> What needs to be done: Convert each line of the listing below into a numbered list, skipping the blank lines and omitting the pictures.

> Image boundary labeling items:

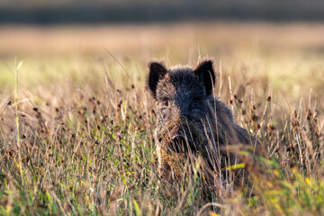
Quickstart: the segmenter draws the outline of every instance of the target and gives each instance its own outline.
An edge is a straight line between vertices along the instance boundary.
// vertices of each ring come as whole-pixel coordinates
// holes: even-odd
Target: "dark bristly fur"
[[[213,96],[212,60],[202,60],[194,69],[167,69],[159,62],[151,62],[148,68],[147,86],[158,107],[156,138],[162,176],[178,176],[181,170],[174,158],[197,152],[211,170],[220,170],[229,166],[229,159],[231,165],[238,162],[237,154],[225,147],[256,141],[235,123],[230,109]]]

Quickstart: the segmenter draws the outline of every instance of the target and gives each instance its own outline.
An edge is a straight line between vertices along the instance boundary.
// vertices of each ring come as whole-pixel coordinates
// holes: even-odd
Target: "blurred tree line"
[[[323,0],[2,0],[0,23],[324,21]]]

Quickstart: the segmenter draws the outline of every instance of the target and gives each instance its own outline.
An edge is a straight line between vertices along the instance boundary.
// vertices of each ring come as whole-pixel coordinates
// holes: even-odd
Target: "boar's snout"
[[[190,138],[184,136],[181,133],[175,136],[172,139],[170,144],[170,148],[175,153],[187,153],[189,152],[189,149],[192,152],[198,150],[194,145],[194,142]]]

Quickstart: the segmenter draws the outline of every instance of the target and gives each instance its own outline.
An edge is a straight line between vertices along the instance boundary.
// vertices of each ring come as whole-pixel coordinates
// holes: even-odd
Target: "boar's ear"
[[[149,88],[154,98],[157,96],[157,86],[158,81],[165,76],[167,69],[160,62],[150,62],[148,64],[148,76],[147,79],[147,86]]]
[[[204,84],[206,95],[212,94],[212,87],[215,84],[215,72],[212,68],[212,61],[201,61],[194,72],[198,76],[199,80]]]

> Exercise response:
1. Quickstart: the segmenter draws the outline of every instance of the target and gives each instance its own outline.
2. An edge is a straight line between vertices along the instance boundary.
3. // vertices of each ring come as whole-pixel coordinates
4. // holes: even-odd
5. Target: "dark bristly fur"
6. [[[213,96],[212,60],[202,60],[194,69],[167,69],[159,62],[151,62],[148,68],[147,86],[158,107],[156,138],[162,176],[178,176],[181,170],[174,158],[197,152],[211,170],[220,170],[229,166],[229,159],[231,165],[238,162],[237,154],[225,147],[256,141],[235,123],[230,109]]]
7. Quickstart: the segmenter draws the outline of every instance of the target and gives each instance its own outline.
8. An edge is a straight line between vertices along the instance boundary.
9. // vertices of each ring come as whole-pixel coordinates
10. // holes: even-odd
11. Target: "blurred tree line"
12. [[[323,0],[2,0],[0,23],[324,21]]]
13. Quickstart: the segmenter draws the outline of every instance of the target and gives each instance its own outline.
14. An edge is a straight line between vertices along the instance boundary.
15. // vertices of each ring come as whole-pixel coordinates
16. // holes: even-odd
17. Target: "boar's snout"
18. [[[190,138],[184,136],[181,133],[175,136],[172,139],[170,144],[170,148],[175,153],[187,153],[189,152],[189,149],[192,152],[198,150],[194,145],[194,142]]]
19. Quickstart: the segmenter draws the outline of every instance of the target and gives each instance its own outline.
20. An edge is a straight line between vertices along the instance boundary.
21. // vertices of each ring come as whole-pixel coordinates
22. // holes: even-odd
23. Target: "boar's ear"
24. [[[149,88],[154,98],[157,96],[157,86],[158,81],[165,76],[167,69],[160,62],[150,62],[148,64],[148,76],[147,79],[147,86]]]
25. [[[204,84],[206,95],[212,94],[212,87],[215,84],[215,72],[212,68],[212,61],[201,61],[194,72],[198,76],[199,80]]]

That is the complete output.